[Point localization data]
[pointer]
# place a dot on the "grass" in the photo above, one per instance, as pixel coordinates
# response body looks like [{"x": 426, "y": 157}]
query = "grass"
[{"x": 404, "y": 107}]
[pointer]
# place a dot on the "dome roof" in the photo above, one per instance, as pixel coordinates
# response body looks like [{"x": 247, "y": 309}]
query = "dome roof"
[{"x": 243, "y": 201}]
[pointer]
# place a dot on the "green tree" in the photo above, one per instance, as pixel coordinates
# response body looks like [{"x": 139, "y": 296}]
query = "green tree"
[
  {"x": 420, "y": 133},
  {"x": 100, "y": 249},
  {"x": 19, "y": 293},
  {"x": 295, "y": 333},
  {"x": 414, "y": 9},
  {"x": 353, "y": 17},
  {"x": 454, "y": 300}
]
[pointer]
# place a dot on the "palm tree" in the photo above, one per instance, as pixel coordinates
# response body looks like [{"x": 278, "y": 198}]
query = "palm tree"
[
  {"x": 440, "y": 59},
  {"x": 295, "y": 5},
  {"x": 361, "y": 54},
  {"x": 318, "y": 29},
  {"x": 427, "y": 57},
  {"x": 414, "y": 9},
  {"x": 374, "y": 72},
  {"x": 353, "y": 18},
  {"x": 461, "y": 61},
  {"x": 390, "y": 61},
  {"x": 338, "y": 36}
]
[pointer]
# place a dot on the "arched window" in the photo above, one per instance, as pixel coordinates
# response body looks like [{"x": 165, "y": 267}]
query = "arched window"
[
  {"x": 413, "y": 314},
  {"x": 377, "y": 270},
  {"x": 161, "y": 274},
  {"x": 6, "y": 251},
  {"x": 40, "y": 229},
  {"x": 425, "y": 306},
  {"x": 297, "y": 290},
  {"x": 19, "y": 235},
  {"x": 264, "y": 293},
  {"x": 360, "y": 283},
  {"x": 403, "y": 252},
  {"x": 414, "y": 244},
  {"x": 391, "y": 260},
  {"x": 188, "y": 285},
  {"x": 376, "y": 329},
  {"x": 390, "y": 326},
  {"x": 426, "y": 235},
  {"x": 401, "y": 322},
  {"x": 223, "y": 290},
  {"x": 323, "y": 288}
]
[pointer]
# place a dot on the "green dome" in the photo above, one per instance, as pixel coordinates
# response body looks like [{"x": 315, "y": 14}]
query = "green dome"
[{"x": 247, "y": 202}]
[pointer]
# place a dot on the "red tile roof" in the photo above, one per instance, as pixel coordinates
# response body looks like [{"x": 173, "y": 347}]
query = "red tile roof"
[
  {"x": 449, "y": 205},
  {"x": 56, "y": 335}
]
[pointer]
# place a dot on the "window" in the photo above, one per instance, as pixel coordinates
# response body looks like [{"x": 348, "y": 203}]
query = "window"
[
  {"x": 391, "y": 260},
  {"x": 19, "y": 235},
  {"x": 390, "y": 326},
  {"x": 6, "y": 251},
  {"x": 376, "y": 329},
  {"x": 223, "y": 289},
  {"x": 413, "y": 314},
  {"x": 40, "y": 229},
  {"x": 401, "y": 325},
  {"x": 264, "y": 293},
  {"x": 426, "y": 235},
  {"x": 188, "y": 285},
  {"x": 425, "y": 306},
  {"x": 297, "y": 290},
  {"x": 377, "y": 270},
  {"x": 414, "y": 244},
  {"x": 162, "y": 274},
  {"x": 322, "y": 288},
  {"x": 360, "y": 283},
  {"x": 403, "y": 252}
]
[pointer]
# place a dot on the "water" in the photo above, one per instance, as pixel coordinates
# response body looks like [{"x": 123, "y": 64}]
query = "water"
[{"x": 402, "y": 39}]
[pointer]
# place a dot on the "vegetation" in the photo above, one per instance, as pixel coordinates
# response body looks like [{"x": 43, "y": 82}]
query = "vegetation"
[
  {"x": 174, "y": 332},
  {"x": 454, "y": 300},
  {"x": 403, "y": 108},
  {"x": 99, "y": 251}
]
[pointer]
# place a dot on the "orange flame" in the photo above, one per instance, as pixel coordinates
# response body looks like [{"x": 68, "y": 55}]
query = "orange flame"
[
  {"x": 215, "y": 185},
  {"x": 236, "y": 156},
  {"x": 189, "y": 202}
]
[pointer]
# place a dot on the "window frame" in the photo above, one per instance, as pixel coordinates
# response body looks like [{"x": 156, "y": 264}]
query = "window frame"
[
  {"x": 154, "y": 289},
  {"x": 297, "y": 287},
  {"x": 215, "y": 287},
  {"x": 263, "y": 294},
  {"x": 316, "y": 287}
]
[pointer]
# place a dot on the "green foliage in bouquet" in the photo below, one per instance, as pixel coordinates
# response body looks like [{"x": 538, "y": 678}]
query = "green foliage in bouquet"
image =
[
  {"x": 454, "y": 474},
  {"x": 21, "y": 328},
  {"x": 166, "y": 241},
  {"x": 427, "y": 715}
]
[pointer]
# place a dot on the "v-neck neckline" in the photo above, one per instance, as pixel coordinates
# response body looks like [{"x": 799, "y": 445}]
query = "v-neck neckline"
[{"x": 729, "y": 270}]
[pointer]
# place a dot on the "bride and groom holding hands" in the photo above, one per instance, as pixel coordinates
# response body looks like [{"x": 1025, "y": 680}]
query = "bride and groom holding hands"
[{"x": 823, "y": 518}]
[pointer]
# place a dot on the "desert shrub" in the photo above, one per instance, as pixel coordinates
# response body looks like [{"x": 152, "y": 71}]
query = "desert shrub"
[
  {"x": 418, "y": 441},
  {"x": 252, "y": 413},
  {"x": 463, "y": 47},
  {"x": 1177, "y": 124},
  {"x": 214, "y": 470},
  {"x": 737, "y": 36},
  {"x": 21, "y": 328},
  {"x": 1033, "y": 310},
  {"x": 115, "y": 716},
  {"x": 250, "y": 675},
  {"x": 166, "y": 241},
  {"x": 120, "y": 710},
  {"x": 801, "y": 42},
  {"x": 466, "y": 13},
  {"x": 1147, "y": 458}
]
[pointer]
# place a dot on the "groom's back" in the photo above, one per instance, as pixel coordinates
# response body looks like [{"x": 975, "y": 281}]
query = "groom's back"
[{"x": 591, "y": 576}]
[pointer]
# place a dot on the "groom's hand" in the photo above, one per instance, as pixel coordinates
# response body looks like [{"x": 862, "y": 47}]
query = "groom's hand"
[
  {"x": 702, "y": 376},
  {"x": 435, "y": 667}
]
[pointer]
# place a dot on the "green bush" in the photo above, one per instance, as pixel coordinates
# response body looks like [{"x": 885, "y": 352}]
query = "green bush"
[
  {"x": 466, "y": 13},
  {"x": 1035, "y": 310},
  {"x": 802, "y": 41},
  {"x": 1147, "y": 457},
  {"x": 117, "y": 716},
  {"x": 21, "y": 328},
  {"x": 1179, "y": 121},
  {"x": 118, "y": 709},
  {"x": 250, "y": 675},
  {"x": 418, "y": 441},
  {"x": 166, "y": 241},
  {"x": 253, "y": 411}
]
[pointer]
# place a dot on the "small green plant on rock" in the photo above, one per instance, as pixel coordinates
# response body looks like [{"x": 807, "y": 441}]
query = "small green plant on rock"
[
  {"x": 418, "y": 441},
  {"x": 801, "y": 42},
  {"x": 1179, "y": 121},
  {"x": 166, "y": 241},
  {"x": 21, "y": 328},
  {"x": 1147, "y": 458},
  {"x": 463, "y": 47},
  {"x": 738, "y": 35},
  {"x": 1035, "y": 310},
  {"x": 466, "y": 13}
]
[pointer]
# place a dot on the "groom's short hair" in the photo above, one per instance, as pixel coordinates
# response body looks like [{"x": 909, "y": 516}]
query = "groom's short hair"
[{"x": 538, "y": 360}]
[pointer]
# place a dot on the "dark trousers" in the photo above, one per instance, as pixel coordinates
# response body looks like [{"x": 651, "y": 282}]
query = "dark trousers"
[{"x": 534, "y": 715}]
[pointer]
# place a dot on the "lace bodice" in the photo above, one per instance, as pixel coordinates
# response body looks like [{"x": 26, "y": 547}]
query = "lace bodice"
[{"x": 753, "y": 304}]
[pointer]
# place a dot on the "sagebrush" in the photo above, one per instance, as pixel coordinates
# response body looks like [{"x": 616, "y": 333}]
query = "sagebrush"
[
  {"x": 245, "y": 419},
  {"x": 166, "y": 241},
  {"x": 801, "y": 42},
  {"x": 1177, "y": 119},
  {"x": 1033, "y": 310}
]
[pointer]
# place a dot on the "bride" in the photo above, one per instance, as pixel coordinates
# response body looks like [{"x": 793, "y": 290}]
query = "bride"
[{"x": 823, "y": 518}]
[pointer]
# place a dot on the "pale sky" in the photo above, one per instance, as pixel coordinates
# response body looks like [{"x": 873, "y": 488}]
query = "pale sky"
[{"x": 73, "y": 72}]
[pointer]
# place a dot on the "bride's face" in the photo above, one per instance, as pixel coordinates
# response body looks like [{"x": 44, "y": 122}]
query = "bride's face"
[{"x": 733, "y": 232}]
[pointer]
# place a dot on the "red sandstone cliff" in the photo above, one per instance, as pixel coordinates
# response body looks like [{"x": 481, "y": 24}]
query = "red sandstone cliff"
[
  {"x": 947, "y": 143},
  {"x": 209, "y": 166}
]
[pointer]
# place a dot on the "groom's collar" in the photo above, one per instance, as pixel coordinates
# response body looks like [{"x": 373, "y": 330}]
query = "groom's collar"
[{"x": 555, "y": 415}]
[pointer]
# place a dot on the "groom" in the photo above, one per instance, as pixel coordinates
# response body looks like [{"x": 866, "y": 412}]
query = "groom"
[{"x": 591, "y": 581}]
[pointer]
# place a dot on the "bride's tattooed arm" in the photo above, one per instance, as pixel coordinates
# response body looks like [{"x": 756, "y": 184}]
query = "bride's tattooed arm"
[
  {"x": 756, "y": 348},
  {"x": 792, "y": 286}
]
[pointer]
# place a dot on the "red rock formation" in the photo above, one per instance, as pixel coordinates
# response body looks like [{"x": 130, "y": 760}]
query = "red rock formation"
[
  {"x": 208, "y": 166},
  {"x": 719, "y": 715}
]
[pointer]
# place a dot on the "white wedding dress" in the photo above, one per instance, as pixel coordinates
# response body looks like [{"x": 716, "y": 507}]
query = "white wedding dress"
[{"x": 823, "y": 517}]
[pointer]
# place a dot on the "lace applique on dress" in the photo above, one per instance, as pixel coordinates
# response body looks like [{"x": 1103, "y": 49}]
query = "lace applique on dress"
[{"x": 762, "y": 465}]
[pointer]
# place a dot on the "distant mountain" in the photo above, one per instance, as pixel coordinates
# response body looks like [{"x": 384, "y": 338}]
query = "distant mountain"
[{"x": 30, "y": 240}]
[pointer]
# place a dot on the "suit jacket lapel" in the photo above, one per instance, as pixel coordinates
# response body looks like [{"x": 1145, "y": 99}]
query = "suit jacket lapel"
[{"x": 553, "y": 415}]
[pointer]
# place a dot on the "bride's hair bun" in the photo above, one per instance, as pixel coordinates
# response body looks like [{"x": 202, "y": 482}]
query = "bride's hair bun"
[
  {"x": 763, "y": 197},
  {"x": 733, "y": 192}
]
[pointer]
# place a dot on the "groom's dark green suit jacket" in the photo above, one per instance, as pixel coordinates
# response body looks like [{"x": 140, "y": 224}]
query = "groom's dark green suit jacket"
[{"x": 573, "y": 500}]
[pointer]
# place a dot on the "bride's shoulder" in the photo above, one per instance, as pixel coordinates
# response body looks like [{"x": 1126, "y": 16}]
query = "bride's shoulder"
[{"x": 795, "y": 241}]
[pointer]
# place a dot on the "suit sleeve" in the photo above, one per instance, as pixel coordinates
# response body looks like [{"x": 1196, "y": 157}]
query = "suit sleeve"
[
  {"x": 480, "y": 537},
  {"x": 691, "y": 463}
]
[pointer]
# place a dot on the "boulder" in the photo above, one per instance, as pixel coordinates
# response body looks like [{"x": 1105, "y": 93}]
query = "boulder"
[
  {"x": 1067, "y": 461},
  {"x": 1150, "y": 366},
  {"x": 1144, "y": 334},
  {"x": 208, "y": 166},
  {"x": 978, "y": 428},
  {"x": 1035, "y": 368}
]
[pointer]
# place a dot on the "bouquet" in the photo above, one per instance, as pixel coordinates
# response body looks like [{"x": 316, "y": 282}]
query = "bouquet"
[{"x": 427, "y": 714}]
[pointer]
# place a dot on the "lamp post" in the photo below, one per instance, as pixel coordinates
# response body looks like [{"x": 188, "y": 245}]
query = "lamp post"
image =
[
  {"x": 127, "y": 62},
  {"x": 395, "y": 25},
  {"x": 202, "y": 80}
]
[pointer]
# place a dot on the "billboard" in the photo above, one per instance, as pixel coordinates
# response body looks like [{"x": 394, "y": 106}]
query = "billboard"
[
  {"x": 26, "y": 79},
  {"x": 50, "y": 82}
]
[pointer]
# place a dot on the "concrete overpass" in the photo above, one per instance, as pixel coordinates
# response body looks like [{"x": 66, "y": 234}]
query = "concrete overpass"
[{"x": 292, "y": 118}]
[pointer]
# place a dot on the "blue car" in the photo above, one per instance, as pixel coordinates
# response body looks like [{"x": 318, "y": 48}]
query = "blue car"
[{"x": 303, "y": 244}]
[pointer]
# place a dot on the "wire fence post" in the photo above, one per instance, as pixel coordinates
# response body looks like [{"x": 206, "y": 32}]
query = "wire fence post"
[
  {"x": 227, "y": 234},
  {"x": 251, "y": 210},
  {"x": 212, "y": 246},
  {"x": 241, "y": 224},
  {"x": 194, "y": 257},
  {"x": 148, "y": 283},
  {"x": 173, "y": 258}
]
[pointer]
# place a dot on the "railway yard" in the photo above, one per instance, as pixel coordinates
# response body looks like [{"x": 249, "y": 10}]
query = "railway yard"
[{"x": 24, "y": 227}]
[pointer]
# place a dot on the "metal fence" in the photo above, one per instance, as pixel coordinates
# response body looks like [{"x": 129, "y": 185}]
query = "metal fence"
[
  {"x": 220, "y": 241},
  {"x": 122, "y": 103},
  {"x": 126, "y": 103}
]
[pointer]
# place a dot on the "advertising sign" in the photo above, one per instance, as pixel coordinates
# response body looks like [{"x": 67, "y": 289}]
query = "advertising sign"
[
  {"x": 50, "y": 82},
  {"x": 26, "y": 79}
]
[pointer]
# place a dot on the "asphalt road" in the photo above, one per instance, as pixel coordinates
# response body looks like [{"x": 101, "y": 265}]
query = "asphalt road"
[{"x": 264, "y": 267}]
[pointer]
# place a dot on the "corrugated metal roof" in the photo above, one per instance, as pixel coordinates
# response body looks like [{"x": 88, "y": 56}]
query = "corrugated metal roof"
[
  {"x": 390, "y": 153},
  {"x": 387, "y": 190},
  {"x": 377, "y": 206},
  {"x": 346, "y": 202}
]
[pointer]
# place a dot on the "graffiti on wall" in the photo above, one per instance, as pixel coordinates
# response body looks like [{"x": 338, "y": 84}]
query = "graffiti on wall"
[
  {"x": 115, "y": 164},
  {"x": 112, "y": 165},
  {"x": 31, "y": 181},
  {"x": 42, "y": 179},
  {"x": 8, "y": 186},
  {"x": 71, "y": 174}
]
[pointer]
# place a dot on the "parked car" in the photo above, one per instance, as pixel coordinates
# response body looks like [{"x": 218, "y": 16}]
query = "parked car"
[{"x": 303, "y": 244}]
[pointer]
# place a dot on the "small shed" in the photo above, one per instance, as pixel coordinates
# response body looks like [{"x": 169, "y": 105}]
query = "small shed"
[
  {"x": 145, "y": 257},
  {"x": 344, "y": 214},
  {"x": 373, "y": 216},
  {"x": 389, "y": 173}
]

• Exercise: Among the records, find every line holding the word "lamp" and copy it.

• Answer section:
# place a dot on the "lamp post" in the photo below, one per instance, as pixel coordinates
query = "lamp post"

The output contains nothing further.